#### [Testo mostrato]
········
Come si può immaginare, questa letteratura è sconfinata: in volumi, il Veda nel suo insieme equivale a diverse Bibbie! Tanto più che ai cantici, ai salmi, agli inni suscettibili di essere utilizzati nel culto, e che generalmente sono parte integrante della raccolta, si aggiungono anche indicazioni di carattere giuridico (nel senso canonico del termine: chi ha diritto a ricevere un certo sacramento, eccetera), sociale (caste, diritto di famiglia, eccetera), o politico (scelta e investitura del re, diritti e doveri di questi, eccetera). Nel suo insieme l’enorme complesso dei testi vedici somiglia a una sorta di enciclopedia, e difatti da quaranta secoli lo si è utilizzato in questo modo (e lo si fa tuttora) negli ambienti clericali investiti dell’autorità spirituale dalla tradizione, rispetto al potere temporale che, da parte sua, ha sempre provato ad affermare la sua autonomia, senza mai riuscirvi pienamente, salvo forse in epoca contemporanea.
········
#### [Voci fornite]
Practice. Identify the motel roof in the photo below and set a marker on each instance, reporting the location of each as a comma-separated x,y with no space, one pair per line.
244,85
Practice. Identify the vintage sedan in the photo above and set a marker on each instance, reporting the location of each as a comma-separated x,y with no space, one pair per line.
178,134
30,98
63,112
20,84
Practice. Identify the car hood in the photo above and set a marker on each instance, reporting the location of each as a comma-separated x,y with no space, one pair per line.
········
#### [Requisiti]
a. Nel testo sulla letteratura vedica, a quante Bibbie corrisponde in volume il Veda nel suo insieme?
b. Prosegui il testo sulla letteratura vedica, riprendendo subito dopo la sua ultima frase.

#### [Elenco risposte]
a. A diverse Bibbie.

b.
Quanto al contenuto ideologico, si tratta di un politeismo religioso fondato su una duplice affermazione: da una parte, l’universo presenta una complessità che sfida la ragione, e dall’altra il “mondo inferiore” (il microcosmo, ove viviamo) è “a immagine e somiglianza” di quello superiore (il macrocosmo, ove vivono gli dèi). Così, ad esempio, la società umana è simile (o dovrebbe esserlo) a quella del pantheon. Ora, il Veda evoca come “naturale” una struttura rigorosamente patriarcale, nella quale contano soltanto i maschi, uomini o dèi. Di conseguenza, salvo rare eccezioni l’elenco delle divinità che occorre invocare quando si offrono i sacrifici che scandiscono l’anno liturgico non presenta che nomi di divinità maschili: Agni, Varuna, Mitra, Indra, Surya, Bhaga, eccetera sono tutti maschi, e assumono funzioni cosmiche simili a quelle dei capifamiglia che operano sulla terra secondo la casta professionale alla quale appartengono sin dalla nascita. Sury, ad esempio regola il corso del sole, come l’Apollo greco, Indra svolge il medesimo ruolo guerriero dell’Ares ellenico e del Marte latino. Ma lo fanno con maggiore indipendenza rispetto ai loro omologhi dell’Antichità classica, poiché i loro propositi non vengono mai contrastati da una Giunone (Era), una Venere (Afrodite), una Minerva (Atena), che non hanno equivalenti nel Veda.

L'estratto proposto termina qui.